EXTRACT PROVIDED

+---+

College of the Mainland comes to League City

College of the Mainland President Dr. Warren Nichols and Dr. Jennifer Goodman, superintendent of Odyssey Academy, agree that COM will lease an Odyssey Academy facility in League City for COM dual credit classes.
College of the Mainland President Dr. Warren Nichols and Dr. Jennifer Goodman, superintendent of Odyssey Academy, agree that COM will lease an Odyssey Academy facility in League City for COM dual credit classes.

College of the Mainland has signed an agreement with Odyssey Academy in League City to lease a facility to accommodate COM’s burgeoning dual credit and academic credit classes. 

COM will lease the nearly 6,000 square-foot Odyssey Academy facility at 102 E. Walker St., renamed COM’s Learning Center – League City East. The facility will serve some of COM’s more than 1,000 dual credit students in addition to the main campus and current COM Learning Center – North County at 200 Parker Ct. in League City.  History, sociology, sign language and German classes will be offered in the evenings during the fall 2017 semester at League City East, and these classes will be open to all COM students.

“College of the Mainland’s second center for dual credit classes in League City will provide affordable college classes that will provide aspiring professionals with an opportunity to acquire college classes both at a faster rate and at a reduced cost as compared with most four-year universities,” said Scott Livingston, director of economic development for League City.

+---+

GIVEN DATA
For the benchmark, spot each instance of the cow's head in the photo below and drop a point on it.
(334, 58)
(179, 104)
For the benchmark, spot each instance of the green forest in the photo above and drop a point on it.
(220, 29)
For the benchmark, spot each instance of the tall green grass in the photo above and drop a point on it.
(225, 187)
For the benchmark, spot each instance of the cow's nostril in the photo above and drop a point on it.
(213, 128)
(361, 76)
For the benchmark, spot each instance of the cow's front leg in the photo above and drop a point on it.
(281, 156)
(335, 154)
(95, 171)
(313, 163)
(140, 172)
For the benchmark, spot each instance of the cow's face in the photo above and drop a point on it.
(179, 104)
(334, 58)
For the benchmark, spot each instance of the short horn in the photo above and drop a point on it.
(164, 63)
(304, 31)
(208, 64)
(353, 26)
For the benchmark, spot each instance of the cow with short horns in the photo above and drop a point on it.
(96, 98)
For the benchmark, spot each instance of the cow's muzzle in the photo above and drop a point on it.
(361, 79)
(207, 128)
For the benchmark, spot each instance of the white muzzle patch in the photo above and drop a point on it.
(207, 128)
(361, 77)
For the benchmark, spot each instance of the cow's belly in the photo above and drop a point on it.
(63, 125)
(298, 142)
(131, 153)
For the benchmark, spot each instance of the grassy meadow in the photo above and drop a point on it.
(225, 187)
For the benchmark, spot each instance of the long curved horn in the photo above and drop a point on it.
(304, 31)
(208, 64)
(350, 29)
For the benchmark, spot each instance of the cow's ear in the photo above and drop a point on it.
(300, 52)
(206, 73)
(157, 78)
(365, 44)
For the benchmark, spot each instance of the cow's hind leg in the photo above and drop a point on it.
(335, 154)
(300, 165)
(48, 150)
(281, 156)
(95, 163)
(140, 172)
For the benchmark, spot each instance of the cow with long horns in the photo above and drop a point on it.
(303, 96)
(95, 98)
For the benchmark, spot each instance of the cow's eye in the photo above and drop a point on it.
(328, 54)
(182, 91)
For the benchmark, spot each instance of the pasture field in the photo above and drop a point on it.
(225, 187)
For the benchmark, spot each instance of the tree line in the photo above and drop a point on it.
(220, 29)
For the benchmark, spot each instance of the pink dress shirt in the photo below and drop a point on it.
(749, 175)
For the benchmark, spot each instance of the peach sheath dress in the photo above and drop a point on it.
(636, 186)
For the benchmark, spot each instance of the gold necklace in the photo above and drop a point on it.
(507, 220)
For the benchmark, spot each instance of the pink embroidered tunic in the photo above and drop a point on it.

+---+

YOUR GOAL
Retype the part of the College of the Mainland article above starting with "COM will lease the" and going on through "for League City.".

TASK OUTPUT
COM will lease the nearly 6,000 square-foot Odyssey Academy facility at 102 E. Walker St., renamed COM’s Learning Center – League City East. The facility will serve some of COM’s more than 1,000 dual credit students in addition to the main campus and current COM Learning Center – North County at 200 Parker Ct. in League City.  History, sociology, sign language and German classes will be offered in the evenings during the fall 2017 semester at League City East, and these classes will be open to all COM students.

“College of the Mainland’s second center for dual credit classes in League City will provide affordable college classes that will provide aspiring professionals with an opportunity to acquire college classes both at a faster rate and at a reduced cost as compared with most four-year universities,” said Scott Livingston, director of economic development for League City.